Records excerpted from a collection:
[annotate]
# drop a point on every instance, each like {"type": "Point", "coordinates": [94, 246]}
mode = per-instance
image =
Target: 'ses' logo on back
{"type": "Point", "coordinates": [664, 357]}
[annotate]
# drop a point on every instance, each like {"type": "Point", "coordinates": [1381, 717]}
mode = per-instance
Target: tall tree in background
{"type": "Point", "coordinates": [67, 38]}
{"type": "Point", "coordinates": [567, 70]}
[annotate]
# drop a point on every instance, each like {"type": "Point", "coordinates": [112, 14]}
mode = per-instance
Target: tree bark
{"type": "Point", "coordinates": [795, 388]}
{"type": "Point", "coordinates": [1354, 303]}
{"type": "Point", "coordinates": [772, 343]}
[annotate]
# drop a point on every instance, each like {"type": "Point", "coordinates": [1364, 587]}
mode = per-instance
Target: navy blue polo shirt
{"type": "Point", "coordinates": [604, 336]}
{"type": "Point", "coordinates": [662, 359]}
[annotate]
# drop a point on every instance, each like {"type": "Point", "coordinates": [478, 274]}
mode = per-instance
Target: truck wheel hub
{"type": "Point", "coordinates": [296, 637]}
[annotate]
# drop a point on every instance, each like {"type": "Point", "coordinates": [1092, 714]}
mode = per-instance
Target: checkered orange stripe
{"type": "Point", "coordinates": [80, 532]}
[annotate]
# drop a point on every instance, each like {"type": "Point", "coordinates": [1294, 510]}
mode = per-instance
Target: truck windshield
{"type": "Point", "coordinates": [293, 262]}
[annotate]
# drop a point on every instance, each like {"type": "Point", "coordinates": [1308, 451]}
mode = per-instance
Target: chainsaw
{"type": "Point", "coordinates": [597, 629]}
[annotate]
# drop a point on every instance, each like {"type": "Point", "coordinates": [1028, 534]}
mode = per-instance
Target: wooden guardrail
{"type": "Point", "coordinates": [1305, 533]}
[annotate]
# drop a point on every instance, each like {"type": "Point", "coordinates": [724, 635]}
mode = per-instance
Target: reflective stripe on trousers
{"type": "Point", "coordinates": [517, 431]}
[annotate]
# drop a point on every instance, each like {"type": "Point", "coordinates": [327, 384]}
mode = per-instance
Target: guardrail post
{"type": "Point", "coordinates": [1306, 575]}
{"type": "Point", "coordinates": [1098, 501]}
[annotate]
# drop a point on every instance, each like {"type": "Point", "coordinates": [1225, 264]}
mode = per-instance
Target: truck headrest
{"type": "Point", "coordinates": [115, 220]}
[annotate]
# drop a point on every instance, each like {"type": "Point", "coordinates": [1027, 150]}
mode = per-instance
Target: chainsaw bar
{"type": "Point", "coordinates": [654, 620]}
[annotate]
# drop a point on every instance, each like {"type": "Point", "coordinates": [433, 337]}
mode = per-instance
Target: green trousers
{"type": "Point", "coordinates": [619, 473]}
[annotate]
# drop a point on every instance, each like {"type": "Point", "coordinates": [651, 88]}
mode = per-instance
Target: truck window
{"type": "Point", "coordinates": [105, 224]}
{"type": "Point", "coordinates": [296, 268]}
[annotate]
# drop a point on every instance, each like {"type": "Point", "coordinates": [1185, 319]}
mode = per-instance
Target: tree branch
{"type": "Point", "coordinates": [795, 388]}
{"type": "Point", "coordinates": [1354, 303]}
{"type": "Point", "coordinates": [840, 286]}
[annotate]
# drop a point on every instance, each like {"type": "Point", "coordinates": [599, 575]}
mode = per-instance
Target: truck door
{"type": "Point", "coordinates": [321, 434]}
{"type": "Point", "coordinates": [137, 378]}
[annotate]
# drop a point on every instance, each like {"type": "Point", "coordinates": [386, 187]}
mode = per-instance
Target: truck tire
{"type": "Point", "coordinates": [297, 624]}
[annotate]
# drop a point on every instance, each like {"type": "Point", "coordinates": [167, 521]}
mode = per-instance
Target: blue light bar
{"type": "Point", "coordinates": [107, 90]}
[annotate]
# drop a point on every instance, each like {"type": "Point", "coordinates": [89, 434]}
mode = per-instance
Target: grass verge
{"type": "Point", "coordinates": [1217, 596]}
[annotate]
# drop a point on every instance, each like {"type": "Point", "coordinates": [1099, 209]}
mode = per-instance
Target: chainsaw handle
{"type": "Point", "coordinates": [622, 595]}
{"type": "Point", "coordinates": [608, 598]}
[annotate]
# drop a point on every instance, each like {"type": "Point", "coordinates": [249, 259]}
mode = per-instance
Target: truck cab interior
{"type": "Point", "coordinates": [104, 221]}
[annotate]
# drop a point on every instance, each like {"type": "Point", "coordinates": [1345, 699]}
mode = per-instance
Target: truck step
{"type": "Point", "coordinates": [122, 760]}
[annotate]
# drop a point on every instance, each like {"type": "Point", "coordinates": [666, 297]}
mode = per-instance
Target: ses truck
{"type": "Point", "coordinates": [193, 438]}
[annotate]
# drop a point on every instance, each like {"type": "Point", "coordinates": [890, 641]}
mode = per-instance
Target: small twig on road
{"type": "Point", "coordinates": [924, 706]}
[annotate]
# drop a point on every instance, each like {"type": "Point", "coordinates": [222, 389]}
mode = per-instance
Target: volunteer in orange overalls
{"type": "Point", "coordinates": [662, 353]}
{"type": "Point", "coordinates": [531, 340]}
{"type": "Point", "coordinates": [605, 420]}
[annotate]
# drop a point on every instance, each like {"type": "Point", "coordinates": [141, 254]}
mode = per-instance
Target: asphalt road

▶ TO DO:
Exact output of every entry is required.

▶ TASK RESULT:
[annotate]
# drop a point on every instance, each like {"type": "Point", "coordinates": [94, 246]}
mode = per-instance
image =
Target: 'ses' logo on back
{"type": "Point", "coordinates": [664, 357]}
[annotate]
# drop a point on every instance, each like {"type": "Point", "coordinates": [1381, 717]}
mode = per-instance
Target: tall tree in background
{"type": "Point", "coordinates": [67, 38]}
{"type": "Point", "coordinates": [567, 70]}
[annotate]
# drop a point on every instance, each like {"type": "Point", "coordinates": [112, 14]}
mode = per-instance
Target: tree bark
{"type": "Point", "coordinates": [795, 388]}
{"type": "Point", "coordinates": [1354, 303]}
{"type": "Point", "coordinates": [772, 343]}
[annotate]
# drop a point on every instance, each like {"type": "Point", "coordinates": [1364, 587]}
mode = per-instance
Target: navy blue polo shirt
{"type": "Point", "coordinates": [604, 336]}
{"type": "Point", "coordinates": [662, 359]}
[annotate]
# drop a point on every instance, each like {"type": "Point", "coordinates": [478, 274]}
mode = per-instance
Target: truck wheel hub
{"type": "Point", "coordinates": [296, 637]}
[annotate]
# drop a point on every instance, each like {"type": "Point", "coordinates": [1092, 714]}
mode = per-instance
Target: checkered orange stripe
{"type": "Point", "coordinates": [80, 532]}
[annotate]
# drop a point on every instance, each like {"type": "Point", "coordinates": [1294, 510]}
mode = per-instance
Target: truck windshield
{"type": "Point", "coordinates": [293, 262]}
[annotate]
# drop a point on every instance, each like {"type": "Point", "coordinates": [1308, 451]}
mode = per-instance
Target: chainsaw
{"type": "Point", "coordinates": [597, 629]}
[annotate]
# drop a point on every instance, each like {"type": "Point", "coordinates": [1028, 534]}
mode = per-instance
Target: wooden guardrail
{"type": "Point", "coordinates": [1305, 533]}
[annotate]
# drop a point on every instance, each like {"type": "Point", "coordinates": [724, 635]}
mode = per-instance
Target: reflective stripe on trousers
{"type": "Point", "coordinates": [517, 431]}
[annotate]
# drop a point on every instance, each like {"type": "Point", "coordinates": [327, 384]}
mode = per-instance
Target: guardrail post
{"type": "Point", "coordinates": [1306, 575]}
{"type": "Point", "coordinates": [1098, 501]}
[annotate]
# drop a point on every instance, each like {"type": "Point", "coordinates": [1225, 264]}
mode = per-instance
Target: truck headrest
{"type": "Point", "coordinates": [115, 220]}
[annotate]
# drop a point on every instance, each like {"type": "Point", "coordinates": [1027, 150]}
mode = per-instance
Target: chainsaw bar
{"type": "Point", "coordinates": [654, 620]}
[annotate]
# drop a point on every instance, each like {"type": "Point", "coordinates": [433, 337]}
mode = per-instance
Target: green trousers
{"type": "Point", "coordinates": [619, 473]}
[annotate]
# drop a point on every instance, each like {"type": "Point", "coordinates": [651, 88]}
mode = per-instance
Target: truck window
{"type": "Point", "coordinates": [105, 224]}
{"type": "Point", "coordinates": [296, 268]}
[annotate]
# drop a point on every instance, each like {"type": "Point", "coordinates": [1185, 319]}
mode = per-instance
Target: tree branch
{"type": "Point", "coordinates": [795, 388]}
{"type": "Point", "coordinates": [1354, 303]}
{"type": "Point", "coordinates": [840, 286]}
[annotate]
# drop a point on every instance, each like {"type": "Point", "coordinates": [599, 575]}
mode = per-instance
Target: truck door
{"type": "Point", "coordinates": [321, 434]}
{"type": "Point", "coordinates": [137, 378]}
[annotate]
# drop a point on every instance, each like {"type": "Point", "coordinates": [386, 187]}
mode = per-instance
Target: truck tire
{"type": "Point", "coordinates": [297, 624]}
[annotate]
# drop a point on every instance, each like {"type": "Point", "coordinates": [167, 521]}
mode = per-instance
Target: blue light bar
{"type": "Point", "coordinates": [107, 90]}
[annotate]
# drop a point on every instance, each like {"type": "Point", "coordinates": [89, 434]}
mode = per-instance
Target: grass verge
{"type": "Point", "coordinates": [1217, 596]}
[annotate]
# drop a point on every instance, each like {"type": "Point", "coordinates": [1099, 209]}
mode = per-instance
Target: chainsaw handle
{"type": "Point", "coordinates": [622, 595]}
{"type": "Point", "coordinates": [608, 598]}
[annotate]
# drop a point on every instance, each like {"type": "Point", "coordinates": [249, 259]}
mode = per-instance
Target: truck cab interior
{"type": "Point", "coordinates": [104, 221]}
[annotate]
# drop a point on every instance, each like {"type": "Point", "coordinates": [1345, 699]}
mode = per-instance
Target: truck step
{"type": "Point", "coordinates": [122, 760]}
[annotate]
# drop a point on every instance, each like {"type": "Point", "coordinates": [666, 297]}
mode = per-instance
Target: ses truck
{"type": "Point", "coordinates": [193, 438]}
[annotate]
# drop a point on every instance, each like {"type": "Point", "coordinates": [890, 641]}
mode = per-instance
Target: small twig on road
{"type": "Point", "coordinates": [924, 706]}
[annotate]
# drop a point on every instance, each like {"type": "Point", "coordinates": [222, 389]}
mode = per-instance
Target: volunteer in orange overalls
{"type": "Point", "coordinates": [662, 353]}
{"type": "Point", "coordinates": [531, 340]}
{"type": "Point", "coordinates": [605, 420]}
[annotate]
# drop a point on every instance, each like {"type": "Point", "coordinates": [141, 254]}
mode = per-instance
Target: asphalt road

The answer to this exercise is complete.